--- Given text ---

☆ ☆ ☆ ☆

# Yo-yo dieting..



## keithmac (15 Jul 2017)

Here we go again!. 

3 years ago I spent a year and half and lost 18kg (3 stone?) ended up at 76kg, bloody hard work and vowed not to put it on again...

On the scales this moring and I'm back up to 82kg so need to be dropping a stone (have thought my belly has been expanding a bit recent).

Food and beer are just too nice to refuse, as well as the snacks people bring into work but best be drawing a line under it again!.

The joys of middle age..


----------



## Drago (15 Jul 2017)

T'was some science bloke on radio 4 the other day. Something like 98% of people who go on a diet weigh the same or more after 5 years.


----------



## MikeG (15 Jul 2017)

I weigh 73kg, and I eat whatever the hell I like for 6 days of the week. Snacks, you say? I'll see your snack and raise you 3 bara briths this week. I stay at the weight I want because once a week I partially fast, skipping breakfast and lunch, and having a light evening meal. It's an easy regime, and it works.


----------



## User6179 (15 Jul 2017)

Going on a diet is pointless, changing your diet is the only way to keep weight off, speaking as someone who has went on many diets. 

I was either losing weight (on diet) or gaining weight (off diet) , never was I just staying the same weight.

Worst year I started off 14 stone in January and cycled 9800 miles by December and weighed 16 stone.


----------



## keithmac (15 Jul 2017)

I don't eat breakfast (oddly it makes me ravenous all day..).

It's beer and after beer muchies that are my downfall, will have to just man up and get on with it..

10 years ago I was built with a 6 pack, those days are long gone but I'd like to keep trim..


----------



## keithmac (15 Jul 2017)

Drago said:


> T'was some science bloke on radio 4 the other day. Something like 98% of people who go on a diet weigh the same or more after 5 years.

☆ ☆ ☆ ☆

--- Stored data ---

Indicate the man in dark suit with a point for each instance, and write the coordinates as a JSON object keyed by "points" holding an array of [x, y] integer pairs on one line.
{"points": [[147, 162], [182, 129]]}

☆ ☆ ☆ ☆

--- The exercise ---
Determine whether each of the following statements agrees with the yo-yo dieting thread, answering yes or no and quoting the words of the thread that decide it.
1. keithmac previously lost 18kg over a year and a half and ended up at 76kg.
2. MikeG partially fasts twice a week.
3. In the worst year User6179 describes, User6179 weighed less in December than in January.

--- Finished answer ---
1. Yes: "3 years ago I spent a year and half and lost 18kg (3 stone?) ended up at 76kg"
2. No: "once a week I partially fast, skipping breakfast and lunch, and having a light evening meal"
3. No: "Worst year I started off 14 stone in January and cycled 9800 miles by December and weighed 16 stone."